• **WHAT IS EXPECTED**: Go through the data below and return each line containing the word "blossom".
========
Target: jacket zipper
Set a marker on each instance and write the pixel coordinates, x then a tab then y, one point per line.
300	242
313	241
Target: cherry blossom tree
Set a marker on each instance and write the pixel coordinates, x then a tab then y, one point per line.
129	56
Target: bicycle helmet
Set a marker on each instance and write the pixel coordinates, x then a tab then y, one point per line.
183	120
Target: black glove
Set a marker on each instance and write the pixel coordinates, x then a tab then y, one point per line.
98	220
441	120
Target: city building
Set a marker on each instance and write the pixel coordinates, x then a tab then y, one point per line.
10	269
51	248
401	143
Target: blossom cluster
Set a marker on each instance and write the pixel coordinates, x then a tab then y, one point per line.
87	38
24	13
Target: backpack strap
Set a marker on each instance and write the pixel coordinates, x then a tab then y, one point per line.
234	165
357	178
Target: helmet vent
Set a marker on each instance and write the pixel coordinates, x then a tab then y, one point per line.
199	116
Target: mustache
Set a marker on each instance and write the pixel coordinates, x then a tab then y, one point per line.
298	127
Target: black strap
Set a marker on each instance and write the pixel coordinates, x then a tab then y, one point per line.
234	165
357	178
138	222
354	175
========
• **TASK SOLUTION**:
Target: cherry blossom tree
Target: blossom cluster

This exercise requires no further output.